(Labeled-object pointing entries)
══════════
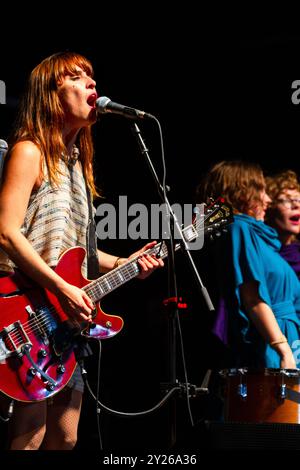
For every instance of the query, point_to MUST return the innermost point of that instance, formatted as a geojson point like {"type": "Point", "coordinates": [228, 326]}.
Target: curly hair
{"type": "Point", "coordinates": [285, 180]}
{"type": "Point", "coordinates": [238, 182]}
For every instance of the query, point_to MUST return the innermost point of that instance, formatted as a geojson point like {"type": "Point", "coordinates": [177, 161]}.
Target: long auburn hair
{"type": "Point", "coordinates": [239, 183]}
{"type": "Point", "coordinates": [41, 116]}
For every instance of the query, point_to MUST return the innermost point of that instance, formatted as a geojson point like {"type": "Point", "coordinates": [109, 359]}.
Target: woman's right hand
{"type": "Point", "coordinates": [75, 303]}
{"type": "Point", "coordinates": [287, 360]}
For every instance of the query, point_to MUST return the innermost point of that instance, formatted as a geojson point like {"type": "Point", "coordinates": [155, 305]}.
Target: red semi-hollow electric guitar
{"type": "Point", "coordinates": [36, 337]}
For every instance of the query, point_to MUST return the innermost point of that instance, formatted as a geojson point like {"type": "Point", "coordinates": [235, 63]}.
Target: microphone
{"type": "Point", "coordinates": [3, 150]}
{"type": "Point", "coordinates": [105, 105]}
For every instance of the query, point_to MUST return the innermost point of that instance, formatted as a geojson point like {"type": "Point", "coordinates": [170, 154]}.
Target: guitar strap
{"type": "Point", "coordinates": [93, 269]}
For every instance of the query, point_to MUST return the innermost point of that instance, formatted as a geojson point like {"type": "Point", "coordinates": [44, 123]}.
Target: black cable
{"type": "Point", "coordinates": [98, 410]}
{"type": "Point", "coordinates": [116, 412]}
{"type": "Point", "coordinates": [171, 254]}
{"type": "Point", "coordinates": [9, 412]}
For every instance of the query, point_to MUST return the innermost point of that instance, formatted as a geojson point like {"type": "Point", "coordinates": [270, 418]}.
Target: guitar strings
{"type": "Point", "coordinates": [93, 288]}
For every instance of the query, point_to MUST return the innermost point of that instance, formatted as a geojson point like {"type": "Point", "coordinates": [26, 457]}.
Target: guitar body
{"type": "Point", "coordinates": [37, 338]}
{"type": "Point", "coordinates": [31, 320]}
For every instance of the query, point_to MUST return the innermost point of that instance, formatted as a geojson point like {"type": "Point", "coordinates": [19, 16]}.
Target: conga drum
{"type": "Point", "coordinates": [261, 396]}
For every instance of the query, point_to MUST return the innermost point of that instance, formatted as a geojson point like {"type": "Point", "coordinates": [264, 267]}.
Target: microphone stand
{"type": "Point", "coordinates": [172, 302]}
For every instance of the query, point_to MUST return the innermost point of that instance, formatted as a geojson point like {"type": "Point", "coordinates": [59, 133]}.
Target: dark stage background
{"type": "Point", "coordinates": [219, 94]}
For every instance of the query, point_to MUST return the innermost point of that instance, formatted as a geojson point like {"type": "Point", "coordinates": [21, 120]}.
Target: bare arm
{"type": "Point", "coordinates": [264, 320]}
{"type": "Point", "coordinates": [22, 173]}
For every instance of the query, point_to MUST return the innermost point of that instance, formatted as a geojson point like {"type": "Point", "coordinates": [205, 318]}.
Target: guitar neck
{"type": "Point", "coordinates": [99, 288]}
{"type": "Point", "coordinates": [102, 286]}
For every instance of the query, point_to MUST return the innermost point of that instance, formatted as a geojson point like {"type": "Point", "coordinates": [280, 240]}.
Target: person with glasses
{"type": "Point", "coordinates": [284, 214]}
{"type": "Point", "coordinates": [259, 293]}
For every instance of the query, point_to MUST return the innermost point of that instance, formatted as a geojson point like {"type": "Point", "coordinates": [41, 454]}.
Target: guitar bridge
{"type": "Point", "coordinates": [13, 338]}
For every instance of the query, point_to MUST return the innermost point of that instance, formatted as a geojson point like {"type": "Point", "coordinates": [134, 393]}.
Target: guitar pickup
{"type": "Point", "coordinates": [190, 233]}
{"type": "Point", "coordinates": [12, 340]}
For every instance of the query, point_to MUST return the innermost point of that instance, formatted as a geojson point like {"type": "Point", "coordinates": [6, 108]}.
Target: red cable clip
{"type": "Point", "coordinates": [175, 300]}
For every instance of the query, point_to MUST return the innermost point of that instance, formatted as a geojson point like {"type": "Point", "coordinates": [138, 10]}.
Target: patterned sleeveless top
{"type": "Point", "coordinates": [57, 217]}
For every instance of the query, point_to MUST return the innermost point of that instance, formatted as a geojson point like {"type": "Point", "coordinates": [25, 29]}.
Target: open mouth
{"type": "Point", "coordinates": [295, 219]}
{"type": "Point", "coordinates": [91, 101]}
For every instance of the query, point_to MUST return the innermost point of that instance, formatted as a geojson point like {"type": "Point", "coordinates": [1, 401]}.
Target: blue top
{"type": "Point", "coordinates": [254, 251]}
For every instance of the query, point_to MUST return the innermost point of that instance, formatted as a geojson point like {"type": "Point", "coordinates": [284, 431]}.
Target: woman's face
{"type": "Point", "coordinates": [78, 97]}
{"type": "Point", "coordinates": [258, 209]}
{"type": "Point", "coordinates": [285, 215]}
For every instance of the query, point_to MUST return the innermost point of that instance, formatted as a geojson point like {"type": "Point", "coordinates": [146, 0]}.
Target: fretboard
{"type": "Point", "coordinates": [99, 288]}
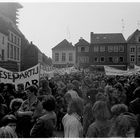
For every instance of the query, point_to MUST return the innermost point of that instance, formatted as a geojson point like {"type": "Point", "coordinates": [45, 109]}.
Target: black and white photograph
{"type": "Point", "coordinates": [69, 69]}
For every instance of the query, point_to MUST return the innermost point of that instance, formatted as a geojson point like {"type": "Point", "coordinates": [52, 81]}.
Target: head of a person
{"type": "Point", "coordinates": [49, 103]}
{"type": "Point", "coordinates": [119, 87]}
{"type": "Point", "coordinates": [70, 86]}
{"type": "Point", "coordinates": [125, 125]}
{"type": "Point", "coordinates": [103, 83]}
{"type": "Point", "coordinates": [101, 111]}
{"type": "Point", "coordinates": [15, 104]}
{"type": "Point", "coordinates": [100, 97]}
{"type": "Point", "coordinates": [76, 106]}
{"type": "Point", "coordinates": [76, 83]}
{"type": "Point", "coordinates": [91, 94]}
{"type": "Point", "coordinates": [137, 81]}
{"type": "Point", "coordinates": [7, 132]}
{"type": "Point", "coordinates": [31, 91]}
{"type": "Point", "coordinates": [20, 87]}
{"type": "Point", "coordinates": [9, 120]}
{"type": "Point", "coordinates": [70, 95]}
{"type": "Point", "coordinates": [44, 83]}
{"type": "Point", "coordinates": [117, 109]}
{"type": "Point", "coordinates": [137, 93]}
{"type": "Point", "coordinates": [1, 99]}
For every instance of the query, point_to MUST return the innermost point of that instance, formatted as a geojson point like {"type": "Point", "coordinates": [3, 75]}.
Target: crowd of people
{"type": "Point", "coordinates": [80, 105]}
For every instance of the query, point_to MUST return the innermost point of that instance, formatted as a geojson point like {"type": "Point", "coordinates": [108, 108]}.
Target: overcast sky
{"type": "Point", "coordinates": [47, 24]}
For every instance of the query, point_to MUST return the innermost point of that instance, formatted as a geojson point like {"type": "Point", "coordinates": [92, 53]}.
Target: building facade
{"type": "Point", "coordinates": [82, 53]}
{"type": "Point", "coordinates": [10, 49]}
{"type": "Point", "coordinates": [108, 49]}
{"type": "Point", "coordinates": [133, 44]}
{"type": "Point", "coordinates": [3, 47]}
{"type": "Point", "coordinates": [63, 55]}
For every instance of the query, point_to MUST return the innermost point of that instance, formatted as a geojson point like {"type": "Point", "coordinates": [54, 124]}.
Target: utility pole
{"type": "Point", "coordinates": [138, 24]}
{"type": "Point", "coordinates": [68, 34]}
{"type": "Point", "coordinates": [123, 26]}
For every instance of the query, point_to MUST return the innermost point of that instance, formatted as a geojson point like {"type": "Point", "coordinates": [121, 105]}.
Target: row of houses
{"type": "Point", "coordinates": [103, 49]}
{"type": "Point", "coordinates": [16, 52]}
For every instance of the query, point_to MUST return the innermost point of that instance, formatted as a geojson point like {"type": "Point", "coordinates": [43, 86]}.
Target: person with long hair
{"type": "Point", "coordinates": [45, 125]}
{"type": "Point", "coordinates": [101, 126]}
{"type": "Point", "coordinates": [7, 132]}
{"type": "Point", "coordinates": [124, 126]}
{"type": "Point", "coordinates": [72, 120]}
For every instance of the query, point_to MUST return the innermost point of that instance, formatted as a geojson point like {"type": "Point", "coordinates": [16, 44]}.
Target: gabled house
{"type": "Point", "coordinates": [63, 54]}
{"type": "Point", "coordinates": [133, 44]}
{"type": "Point", "coordinates": [108, 49]}
{"type": "Point", "coordinates": [82, 53]}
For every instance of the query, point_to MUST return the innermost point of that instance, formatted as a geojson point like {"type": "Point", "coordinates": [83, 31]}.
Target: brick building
{"type": "Point", "coordinates": [108, 49]}
{"type": "Point", "coordinates": [82, 53]}
{"type": "Point", "coordinates": [133, 44]}
{"type": "Point", "coordinates": [63, 54]}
══════════
Extract every line of the material above that contains the string "building".

Target: building facade
Target: brick building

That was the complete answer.